◆ Raw records:
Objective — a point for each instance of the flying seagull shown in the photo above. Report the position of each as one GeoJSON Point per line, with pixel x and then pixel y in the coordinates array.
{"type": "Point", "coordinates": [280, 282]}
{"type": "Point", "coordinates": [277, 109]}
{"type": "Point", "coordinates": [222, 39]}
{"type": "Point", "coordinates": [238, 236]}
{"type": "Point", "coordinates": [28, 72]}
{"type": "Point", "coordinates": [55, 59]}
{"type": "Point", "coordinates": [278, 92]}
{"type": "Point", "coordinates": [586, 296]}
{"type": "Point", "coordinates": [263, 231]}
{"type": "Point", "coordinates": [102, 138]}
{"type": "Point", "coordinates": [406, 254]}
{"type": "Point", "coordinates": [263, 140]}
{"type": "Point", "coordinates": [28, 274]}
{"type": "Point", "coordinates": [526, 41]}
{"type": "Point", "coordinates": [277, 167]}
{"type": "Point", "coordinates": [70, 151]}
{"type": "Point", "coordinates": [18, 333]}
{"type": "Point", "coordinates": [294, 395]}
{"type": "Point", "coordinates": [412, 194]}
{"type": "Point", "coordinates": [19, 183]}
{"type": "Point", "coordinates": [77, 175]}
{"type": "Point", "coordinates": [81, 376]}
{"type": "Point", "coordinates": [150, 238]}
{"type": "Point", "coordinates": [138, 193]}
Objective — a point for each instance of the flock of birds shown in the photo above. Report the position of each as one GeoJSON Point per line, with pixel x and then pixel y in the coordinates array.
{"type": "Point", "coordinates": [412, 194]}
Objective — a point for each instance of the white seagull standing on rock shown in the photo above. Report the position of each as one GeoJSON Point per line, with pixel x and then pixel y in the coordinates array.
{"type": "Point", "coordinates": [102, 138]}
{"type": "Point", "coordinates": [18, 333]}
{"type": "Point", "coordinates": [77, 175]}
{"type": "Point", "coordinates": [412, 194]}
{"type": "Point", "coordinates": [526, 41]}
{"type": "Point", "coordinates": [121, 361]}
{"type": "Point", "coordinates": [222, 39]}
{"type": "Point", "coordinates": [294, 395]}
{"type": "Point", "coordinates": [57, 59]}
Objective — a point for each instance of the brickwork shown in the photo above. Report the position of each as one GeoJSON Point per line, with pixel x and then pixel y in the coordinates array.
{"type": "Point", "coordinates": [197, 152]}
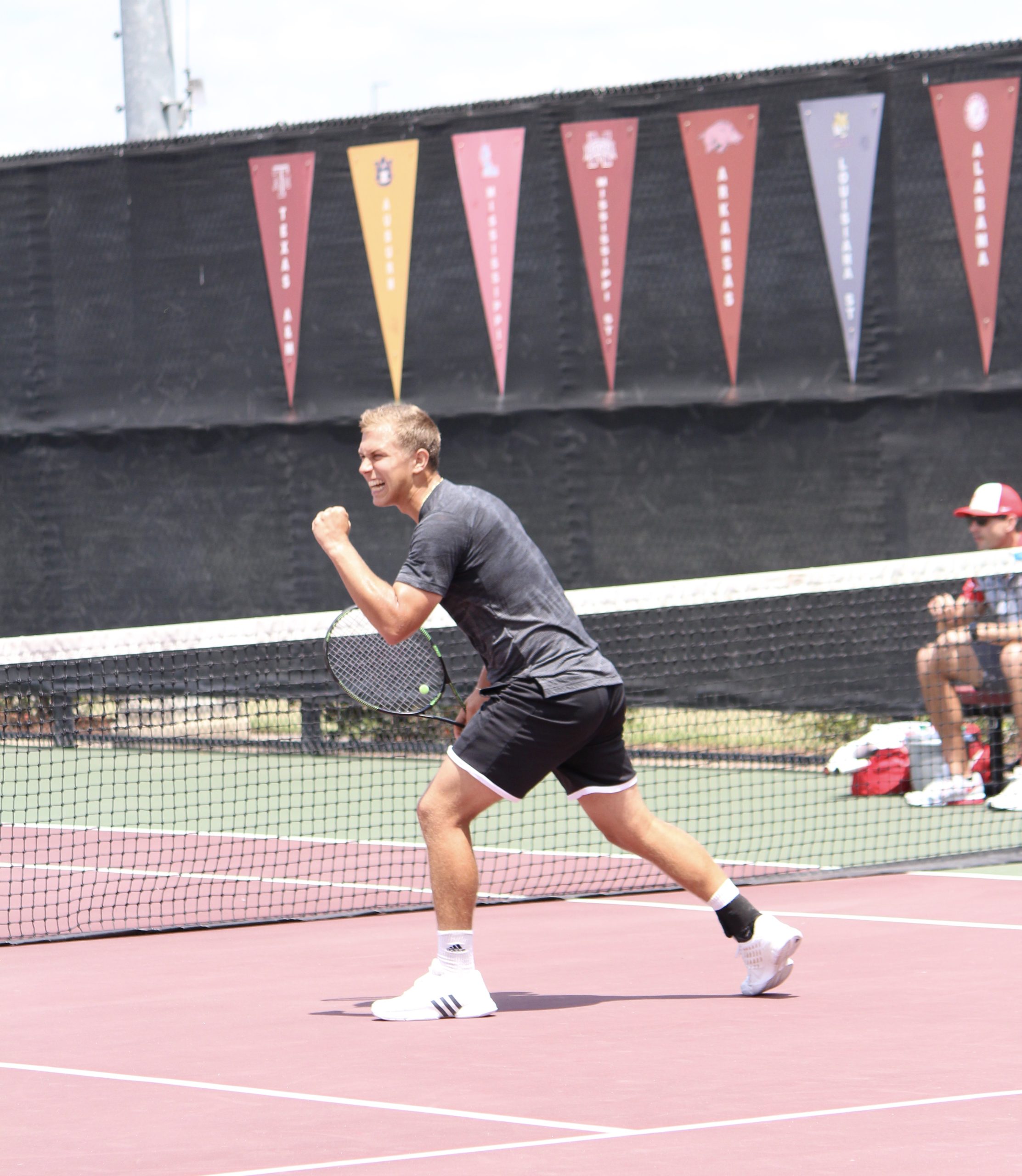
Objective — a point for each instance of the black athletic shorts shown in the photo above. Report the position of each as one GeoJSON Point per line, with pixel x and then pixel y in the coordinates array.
{"type": "Point", "coordinates": [518, 736]}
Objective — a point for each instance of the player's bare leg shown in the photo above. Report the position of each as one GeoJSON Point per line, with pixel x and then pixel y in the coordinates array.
{"type": "Point", "coordinates": [452, 987]}
{"type": "Point", "coordinates": [939, 667]}
{"type": "Point", "coordinates": [1010, 799]}
{"type": "Point", "coordinates": [448, 807]}
{"type": "Point", "coordinates": [625, 821]}
{"type": "Point", "coordinates": [765, 944]}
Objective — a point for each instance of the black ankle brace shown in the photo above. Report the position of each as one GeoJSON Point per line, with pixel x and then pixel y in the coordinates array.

◆ Requirement:
Convert the material above into a JSON array of strings, with one string per line, blank lines excluded and the pictures omitted.

◆ Reply to the task:
[
  "Objective — a point for each instance of the flying seagull shown in the photo above. Report the position of each as one GeoJSON Point per line, with pixel x and then pixel y in the coordinates array.",
  "{\"type\": \"Point\", \"coordinates\": [280, 282]}",
  "{\"type\": \"Point\", \"coordinates\": [277, 109]}",
  "{\"type\": \"Point\", \"coordinates\": [222, 39]}",
  "{\"type\": \"Point\", \"coordinates\": [238, 236]}",
  "{\"type\": \"Point\", \"coordinates\": [28, 72]}",
  "{\"type\": \"Point\", \"coordinates\": [55, 59]}",
  "{\"type\": \"Point\", \"coordinates\": [278, 92]}",
  "{\"type\": \"Point\", \"coordinates\": [586, 296]}",
  "{\"type\": \"Point\", \"coordinates\": [263, 231]}",
  "{\"type\": \"Point\", \"coordinates\": [102, 138]}",
  "{\"type\": \"Point\", \"coordinates\": [406, 254]}",
  "{\"type\": \"Point\", \"coordinates\": [263, 140]}",
  "{\"type\": \"Point\", \"coordinates\": [28, 274]}",
  "{\"type\": \"Point\", \"coordinates\": [526, 41]}",
  "{\"type\": \"Point\", \"coordinates\": [277, 167]}",
  "{\"type\": \"Point\", \"coordinates\": [70, 151]}",
  "{\"type\": \"Point\", \"coordinates\": [18, 333]}",
  "{\"type\": \"Point\", \"coordinates\": [294, 395]}",
  "{\"type\": \"Point\", \"coordinates\": [412, 194]}",
  "{\"type\": \"Point\", \"coordinates\": [19, 183]}",
  "{\"type\": \"Point\", \"coordinates\": [77, 175]}",
  "{\"type\": \"Point\", \"coordinates\": [81, 376]}",
  "{\"type\": \"Point\", \"coordinates\": [150, 238]}",
  "{\"type\": \"Point\", \"coordinates\": [138, 193]}",
  "Objective — a point for each instance of the flock of birds shown in the photo above. Report the position of each as one GeoJSON Point per line, with pixel x and then pixel y in the coordinates array.",
  "{\"type\": \"Point\", \"coordinates\": [412, 194]}",
  "Objective — a point for each instance of the white seagull standing on rock shown in the photo above. Report the position of each as one GeoJSON Point per line, with pixel x and then pixel y in the coordinates array.",
  "{\"type\": \"Point\", \"coordinates\": [102, 138]}",
  "{\"type\": \"Point\", \"coordinates\": [18, 333]}",
  "{\"type\": \"Point\", \"coordinates\": [77, 175]}",
  "{\"type\": \"Point\", \"coordinates\": [412, 194]}",
  "{\"type\": \"Point\", \"coordinates\": [526, 41]}",
  "{\"type\": \"Point\", \"coordinates\": [121, 361]}",
  "{\"type\": \"Point\", \"coordinates\": [222, 39]}",
  "{\"type\": \"Point\", \"coordinates\": [294, 395]}",
  "{\"type\": \"Point\", \"coordinates\": [57, 59]}",
  "Objective — a point for each instance of the brickwork shown in the photo above. Report the position of each as one GeoJSON Point per line, with pixel x and then pixel y in the coordinates array.",
  "{\"type\": \"Point\", \"coordinates\": [197, 152]}",
  "Objective — a point for each instance of the black athletic shorts shown in the photo above. Report the position of each as one GeoJSON Point per line, with pixel x and then pixel y in the coordinates array.",
  "{\"type\": \"Point\", \"coordinates\": [518, 736]}",
  "Objective — a point for each instance of the player's bare leg shown in the photo above. Report the position of each as one GeoJSON Point per line, with pixel x and then pixel y in the coordinates array.",
  "{\"type\": \"Point\", \"coordinates\": [452, 987]}",
  "{\"type\": \"Point\", \"coordinates\": [939, 667]}",
  "{\"type\": \"Point\", \"coordinates\": [1010, 799]}",
  "{\"type\": \"Point\", \"coordinates\": [448, 807]}",
  "{\"type\": \"Point\", \"coordinates\": [625, 821]}",
  "{\"type\": \"Point\", \"coordinates\": [765, 944]}",
  "Objective — a point for each instance of the black ankle brace shown in the photo above. Report the position of each as one GeoJSON Point per line, with pixel x and then pixel y in the coordinates array."
]